» Stored records:
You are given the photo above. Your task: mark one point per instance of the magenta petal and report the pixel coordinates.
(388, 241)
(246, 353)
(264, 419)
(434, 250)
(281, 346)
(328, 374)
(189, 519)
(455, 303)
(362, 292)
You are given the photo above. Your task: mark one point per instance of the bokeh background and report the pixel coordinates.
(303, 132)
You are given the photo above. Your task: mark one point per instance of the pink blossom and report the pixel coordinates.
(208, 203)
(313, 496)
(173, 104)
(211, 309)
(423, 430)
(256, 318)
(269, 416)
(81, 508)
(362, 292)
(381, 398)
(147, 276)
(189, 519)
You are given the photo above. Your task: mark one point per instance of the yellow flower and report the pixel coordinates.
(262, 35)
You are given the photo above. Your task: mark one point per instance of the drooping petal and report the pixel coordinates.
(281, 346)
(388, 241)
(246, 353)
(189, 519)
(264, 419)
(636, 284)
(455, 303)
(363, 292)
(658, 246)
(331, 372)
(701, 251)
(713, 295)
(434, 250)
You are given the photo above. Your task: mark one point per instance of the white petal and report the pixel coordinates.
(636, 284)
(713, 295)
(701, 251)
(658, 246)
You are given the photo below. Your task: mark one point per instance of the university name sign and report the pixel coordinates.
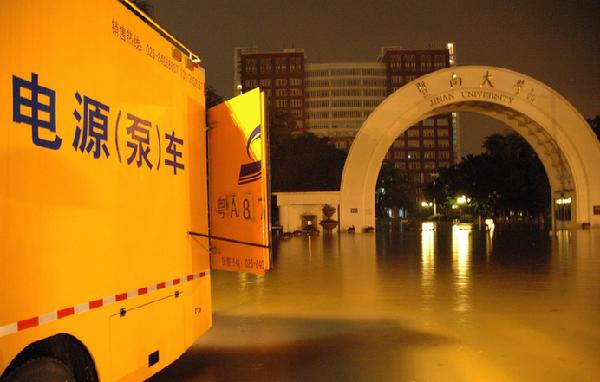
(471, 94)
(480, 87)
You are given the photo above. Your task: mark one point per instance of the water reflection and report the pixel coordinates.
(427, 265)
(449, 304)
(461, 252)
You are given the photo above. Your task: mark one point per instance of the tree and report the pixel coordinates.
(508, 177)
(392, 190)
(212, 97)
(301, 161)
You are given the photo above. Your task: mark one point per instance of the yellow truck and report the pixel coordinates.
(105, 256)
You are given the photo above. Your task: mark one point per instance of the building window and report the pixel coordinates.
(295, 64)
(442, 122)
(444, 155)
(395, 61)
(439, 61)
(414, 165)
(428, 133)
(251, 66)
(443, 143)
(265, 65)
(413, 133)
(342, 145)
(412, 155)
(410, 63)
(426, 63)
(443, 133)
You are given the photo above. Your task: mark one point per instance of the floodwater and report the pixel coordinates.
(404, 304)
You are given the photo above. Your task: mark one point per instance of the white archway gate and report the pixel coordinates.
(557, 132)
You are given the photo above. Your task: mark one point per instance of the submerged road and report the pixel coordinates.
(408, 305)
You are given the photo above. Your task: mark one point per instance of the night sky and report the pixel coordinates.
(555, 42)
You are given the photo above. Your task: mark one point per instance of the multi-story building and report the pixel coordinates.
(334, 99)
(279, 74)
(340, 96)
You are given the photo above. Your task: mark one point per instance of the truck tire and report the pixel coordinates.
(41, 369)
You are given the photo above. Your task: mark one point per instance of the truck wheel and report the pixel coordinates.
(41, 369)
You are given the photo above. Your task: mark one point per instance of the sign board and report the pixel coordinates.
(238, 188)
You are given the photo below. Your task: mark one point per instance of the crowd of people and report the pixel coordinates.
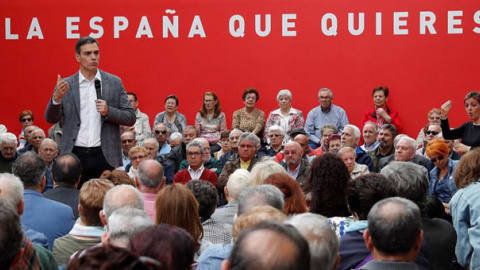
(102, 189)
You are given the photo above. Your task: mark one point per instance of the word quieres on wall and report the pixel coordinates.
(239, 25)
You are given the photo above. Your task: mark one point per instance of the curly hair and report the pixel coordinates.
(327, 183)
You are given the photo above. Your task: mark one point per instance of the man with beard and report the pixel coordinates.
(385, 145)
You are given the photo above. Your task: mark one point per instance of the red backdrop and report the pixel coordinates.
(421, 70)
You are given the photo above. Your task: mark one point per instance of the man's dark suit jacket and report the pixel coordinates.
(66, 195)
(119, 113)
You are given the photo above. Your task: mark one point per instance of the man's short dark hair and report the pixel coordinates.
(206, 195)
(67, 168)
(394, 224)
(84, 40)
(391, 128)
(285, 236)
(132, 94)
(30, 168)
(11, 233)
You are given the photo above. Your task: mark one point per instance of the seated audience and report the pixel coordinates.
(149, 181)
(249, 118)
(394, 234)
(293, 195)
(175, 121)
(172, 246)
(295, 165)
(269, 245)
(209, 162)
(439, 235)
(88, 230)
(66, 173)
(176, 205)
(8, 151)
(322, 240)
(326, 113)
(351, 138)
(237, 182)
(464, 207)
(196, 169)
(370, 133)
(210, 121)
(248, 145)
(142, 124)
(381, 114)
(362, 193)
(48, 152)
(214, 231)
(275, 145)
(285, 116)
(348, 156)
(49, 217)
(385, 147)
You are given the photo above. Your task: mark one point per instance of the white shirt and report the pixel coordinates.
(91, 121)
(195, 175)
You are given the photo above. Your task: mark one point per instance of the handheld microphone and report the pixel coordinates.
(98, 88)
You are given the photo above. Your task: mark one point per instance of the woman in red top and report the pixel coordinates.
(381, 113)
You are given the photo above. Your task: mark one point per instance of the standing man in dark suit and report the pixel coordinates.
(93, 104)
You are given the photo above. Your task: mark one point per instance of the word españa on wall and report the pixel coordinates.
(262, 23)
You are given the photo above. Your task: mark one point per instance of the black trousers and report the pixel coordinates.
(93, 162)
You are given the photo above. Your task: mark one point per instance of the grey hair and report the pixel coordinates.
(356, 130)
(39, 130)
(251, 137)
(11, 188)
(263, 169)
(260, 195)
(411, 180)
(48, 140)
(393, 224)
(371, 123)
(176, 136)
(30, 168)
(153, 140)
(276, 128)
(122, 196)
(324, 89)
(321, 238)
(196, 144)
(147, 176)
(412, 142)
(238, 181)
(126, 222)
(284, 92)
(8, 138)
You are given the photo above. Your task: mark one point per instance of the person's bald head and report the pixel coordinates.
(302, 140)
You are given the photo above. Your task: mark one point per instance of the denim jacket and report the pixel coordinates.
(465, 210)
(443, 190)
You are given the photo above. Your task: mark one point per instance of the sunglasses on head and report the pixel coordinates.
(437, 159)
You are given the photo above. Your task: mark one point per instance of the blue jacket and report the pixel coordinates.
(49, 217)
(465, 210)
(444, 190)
---
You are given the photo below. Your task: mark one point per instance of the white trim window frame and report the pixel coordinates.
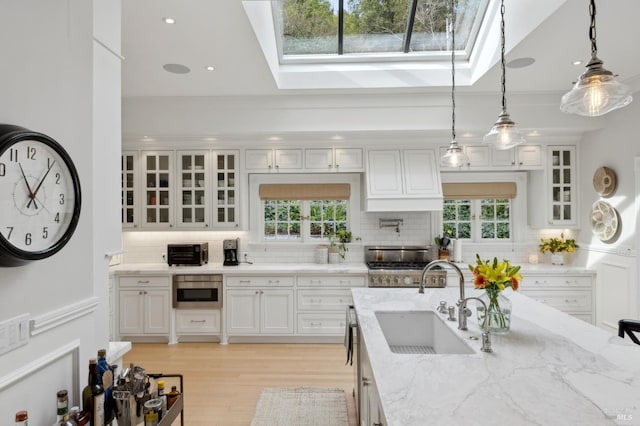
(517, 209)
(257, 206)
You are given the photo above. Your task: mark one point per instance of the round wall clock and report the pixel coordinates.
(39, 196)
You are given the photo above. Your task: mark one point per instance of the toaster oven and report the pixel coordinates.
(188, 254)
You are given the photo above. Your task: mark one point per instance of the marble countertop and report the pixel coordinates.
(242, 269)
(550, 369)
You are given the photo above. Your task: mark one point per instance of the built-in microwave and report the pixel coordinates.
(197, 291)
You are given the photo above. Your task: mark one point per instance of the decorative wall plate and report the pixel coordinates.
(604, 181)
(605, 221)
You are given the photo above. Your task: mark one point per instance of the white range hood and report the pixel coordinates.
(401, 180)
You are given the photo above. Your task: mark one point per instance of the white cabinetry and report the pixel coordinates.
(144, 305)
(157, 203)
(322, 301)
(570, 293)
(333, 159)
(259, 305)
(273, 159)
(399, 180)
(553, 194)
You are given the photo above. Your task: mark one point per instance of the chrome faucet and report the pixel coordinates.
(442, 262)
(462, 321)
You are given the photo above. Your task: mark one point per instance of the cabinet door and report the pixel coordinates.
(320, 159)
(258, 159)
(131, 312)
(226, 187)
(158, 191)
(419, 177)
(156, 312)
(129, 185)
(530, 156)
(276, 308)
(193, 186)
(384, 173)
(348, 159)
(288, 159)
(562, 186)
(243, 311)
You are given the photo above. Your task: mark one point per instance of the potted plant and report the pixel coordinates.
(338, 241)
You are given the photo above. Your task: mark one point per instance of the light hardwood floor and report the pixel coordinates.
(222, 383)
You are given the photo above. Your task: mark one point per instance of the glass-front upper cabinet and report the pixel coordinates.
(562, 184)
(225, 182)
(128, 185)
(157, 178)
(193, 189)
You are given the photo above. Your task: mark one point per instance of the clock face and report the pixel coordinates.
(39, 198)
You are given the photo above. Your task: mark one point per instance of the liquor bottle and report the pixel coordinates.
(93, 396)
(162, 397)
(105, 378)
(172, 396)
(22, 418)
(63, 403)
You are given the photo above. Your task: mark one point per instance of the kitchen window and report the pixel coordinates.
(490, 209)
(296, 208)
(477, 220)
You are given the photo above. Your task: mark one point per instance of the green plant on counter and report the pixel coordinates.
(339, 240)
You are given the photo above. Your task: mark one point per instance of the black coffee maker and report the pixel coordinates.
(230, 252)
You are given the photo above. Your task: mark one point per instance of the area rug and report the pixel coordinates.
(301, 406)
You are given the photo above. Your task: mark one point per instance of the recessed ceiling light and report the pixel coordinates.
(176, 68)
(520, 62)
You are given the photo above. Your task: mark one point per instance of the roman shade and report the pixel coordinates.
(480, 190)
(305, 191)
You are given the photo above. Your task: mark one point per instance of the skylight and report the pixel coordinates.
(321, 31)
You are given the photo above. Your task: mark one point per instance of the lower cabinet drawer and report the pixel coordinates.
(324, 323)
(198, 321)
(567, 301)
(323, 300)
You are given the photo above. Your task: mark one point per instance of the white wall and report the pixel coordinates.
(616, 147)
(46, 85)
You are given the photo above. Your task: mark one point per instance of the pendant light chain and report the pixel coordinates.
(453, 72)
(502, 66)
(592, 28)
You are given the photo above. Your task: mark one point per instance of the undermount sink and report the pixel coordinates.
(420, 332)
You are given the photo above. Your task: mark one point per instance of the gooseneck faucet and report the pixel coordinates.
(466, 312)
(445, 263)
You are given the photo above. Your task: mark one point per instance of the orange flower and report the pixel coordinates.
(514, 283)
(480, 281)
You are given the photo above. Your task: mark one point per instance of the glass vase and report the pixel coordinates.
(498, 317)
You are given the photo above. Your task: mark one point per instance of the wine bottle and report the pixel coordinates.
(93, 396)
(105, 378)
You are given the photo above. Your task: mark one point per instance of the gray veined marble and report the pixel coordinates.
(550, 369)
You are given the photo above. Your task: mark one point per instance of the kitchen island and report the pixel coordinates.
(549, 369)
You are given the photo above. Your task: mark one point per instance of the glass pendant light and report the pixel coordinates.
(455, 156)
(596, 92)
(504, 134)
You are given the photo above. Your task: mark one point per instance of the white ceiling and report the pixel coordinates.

» What is expected: Begin at the line that has "pendant light and report the pixel coordinates." in the entries above; stop after the line that has "ceiling and report the pixel coordinates.". Transcribe exactly those lines and no others.

» Response to the task:
You are given the photo above. Your task: mark one point per instance of the glass pendant light and report the pixel coordinates.
(455, 156)
(596, 92)
(504, 134)
You are given the photo above. Your task: mark one point per instance of the white ceiling and report the pixel coordinates.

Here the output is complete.